— PROBLEM TO WORK ON —
Pick up the column on India's garbage crisis after its final sentence and carry it forward.

— SOURCE DOCUMENT —
§ §

We need to bring solid waste management into all school curricula in an organised and cohesive manner, suggests Anjuli Bhargava.
A recent news report in The Times Of India caught my attention the other day: 'Mountains of waste: Hill states treat just 31 per cent of the trash'.
To be quite honest, I was rather taken aback at the number being as high as this.
Do the mountainous regions actually treat 31 per cent of their garbage?
Walk around in any Himalayan town and you would be forgiven for thinking this number (put out by the ministry of environment, forest and climate change) is much lower, if not zero.
But this column is not here to dwell on the problem.
So visible has become the size of India's garbage crisis that almost everyone -- even Lutyens' Delhi -- is now seized of it.
I will put forward a few suggestions that, in my view, can make some dent if we take the bull by its horns today.
At the cost of being repetitive, I'll say this: Building toilets is one part of it, tackling the garbage landfills and heaps is undeniably the other.
Although my expectations from all governments are rather low, I do think this one has done the country one favour by driving home the need to clean up.
Let's take it a step further.
Open defecation must be eliminated but so must the strewn garbage and the use of plastic.
Expand the scope of Swachh Bharat Mission.
Focus on segregating trash and treating it countrywide.
In fact, set one's goals high with solar and wind power generation targets.
To do this, the country must embark on a gargantuan awareness drive.
Can funds from SBM be used to finance such a campaign? Unless a clean-up drive is accompanied by behavioural change from a majority of the population, it won't go far in a country of our size.
This is not Singapore where you can impose heavy penalties and arm-twist citizens to obey.
Neither is it a small and homogenous Rwanda, where the authorities in capital city of Kigali have managed to achieve wonders by instilling a sense of pride in poorly paid municipal workers.
Leaving matters in the Indian state municipal bodies' hands -- as has been the case all these years -- has yielded very little.
The authorities seem neither concerned nor seized of the dangers of landfills, leachate and the outbreak of disease unchecked garbage can lead to.
Above all, we need to bring solid waste management into all school curricula in an organised and cohesive manner.

§ §

— ENTRIES PROVIDED —

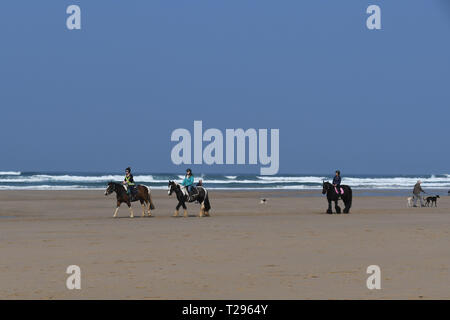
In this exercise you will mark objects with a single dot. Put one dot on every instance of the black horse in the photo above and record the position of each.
(142, 194)
(201, 197)
(329, 189)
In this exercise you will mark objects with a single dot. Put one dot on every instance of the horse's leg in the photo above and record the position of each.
(329, 211)
(177, 209)
(185, 209)
(143, 207)
(202, 211)
(115, 212)
(202, 208)
(149, 210)
(117, 209)
(131, 210)
(338, 209)
(346, 209)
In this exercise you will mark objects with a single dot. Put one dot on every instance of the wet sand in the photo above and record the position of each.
(287, 248)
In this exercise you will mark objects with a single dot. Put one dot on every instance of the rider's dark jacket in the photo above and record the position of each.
(337, 180)
(129, 180)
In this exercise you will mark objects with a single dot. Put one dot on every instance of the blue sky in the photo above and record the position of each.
(109, 95)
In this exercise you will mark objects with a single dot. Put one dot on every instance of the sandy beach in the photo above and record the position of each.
(287, 248)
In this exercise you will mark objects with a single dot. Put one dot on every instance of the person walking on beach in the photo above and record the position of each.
(416, 193)
(337, 181)
(128, 181)
(188, 182)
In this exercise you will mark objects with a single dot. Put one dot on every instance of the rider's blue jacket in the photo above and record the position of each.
(337, 180)
(188, 181)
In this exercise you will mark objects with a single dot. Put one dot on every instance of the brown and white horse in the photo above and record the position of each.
(143, 195)
(201, 197)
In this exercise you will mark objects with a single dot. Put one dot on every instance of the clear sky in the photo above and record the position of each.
(109, 95)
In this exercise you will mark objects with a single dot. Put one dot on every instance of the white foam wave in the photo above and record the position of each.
(10, 173)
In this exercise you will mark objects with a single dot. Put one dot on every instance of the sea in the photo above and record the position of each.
(17, 180)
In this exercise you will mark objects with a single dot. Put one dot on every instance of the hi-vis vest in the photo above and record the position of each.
(127, 180)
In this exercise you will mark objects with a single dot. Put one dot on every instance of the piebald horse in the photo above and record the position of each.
(202, 197)
(143, 195)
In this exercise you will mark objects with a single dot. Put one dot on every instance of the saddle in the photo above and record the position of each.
(192, 195)
(133, 193)
(342, 191)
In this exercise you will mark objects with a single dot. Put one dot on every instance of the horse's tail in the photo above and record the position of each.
(206, 202)
(152, 206)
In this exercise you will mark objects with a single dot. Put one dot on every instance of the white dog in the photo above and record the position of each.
(410, 202)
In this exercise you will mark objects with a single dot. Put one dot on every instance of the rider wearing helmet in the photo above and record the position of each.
(337, 181)
(128, 181)
(188, 182)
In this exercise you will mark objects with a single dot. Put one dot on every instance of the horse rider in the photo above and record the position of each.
(337, 182)
(188, 183)
(416, 193)
(129, 181)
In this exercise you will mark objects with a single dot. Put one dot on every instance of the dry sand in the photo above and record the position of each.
(285, 249)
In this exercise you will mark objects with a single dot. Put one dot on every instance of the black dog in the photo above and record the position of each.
(431, 200)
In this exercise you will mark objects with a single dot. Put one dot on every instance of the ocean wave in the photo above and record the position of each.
(10, 173)
(69, 181)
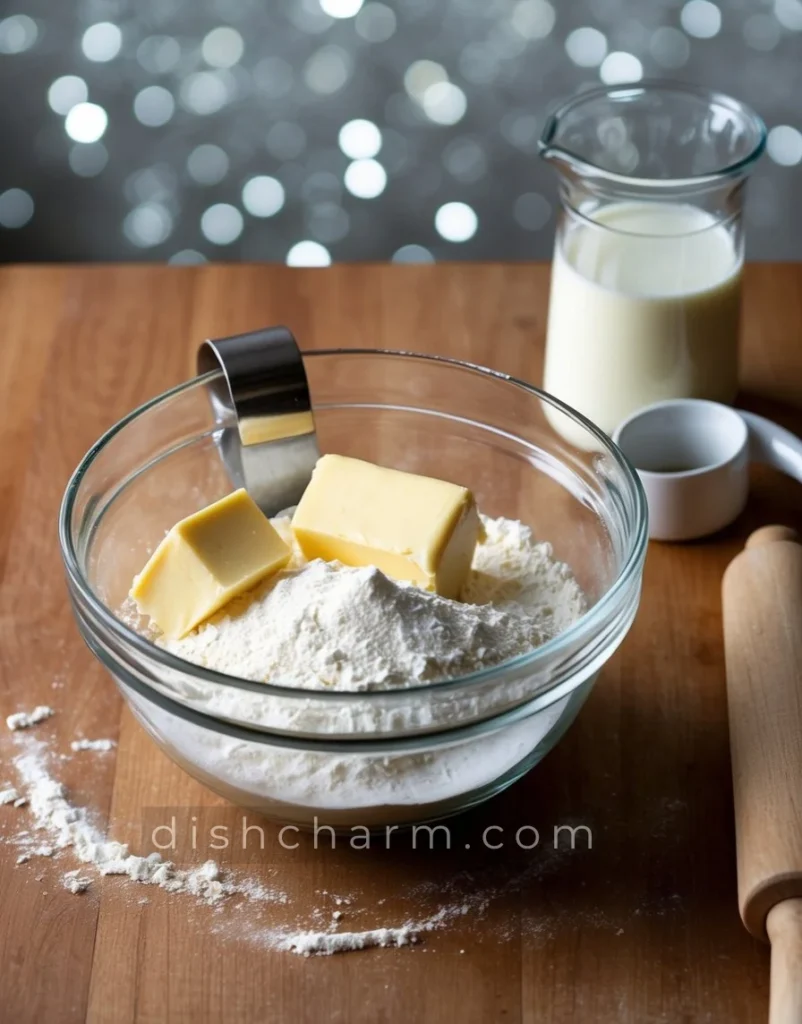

§ §

— REPLY TO THE EXERCISE —
Explain how, what, where, when and why it is critical for everyone to be zero-waste individuals to children across India's government and private school system.
Just like the impending dangers of climate change and ways of mitigating it have slowly crept into syllabuses, India can try and spawn a future generation of waste warriors by starting from the word go.
Make it part of national curriculum, across state and central boards.
As they have shunned crackers, children will lead the way and induce parents to do the same.
The good news here is we don't have to start from scratch.
In Bengaluru, an organisation has developed Trashonomics, a simply written and illustrated booklet that makes children aware of the basics of SWM. The what, the how and the why of reducing waste footprint.
The book uses a crow -- an intelligent bird that wastes nothing -- to explain simple concepts, guide and prod children to adopt these practices as a way of life as they step into adulthood.
In five chapters, it explains what happens when one mixes waste, burns it or just dumps it, or what one can do to reduce the total quantity generated and how to segregate it.
A chapter contains at-home solutions and illustrates how to handle organic waste at home including composting and dealing with recyclable waste.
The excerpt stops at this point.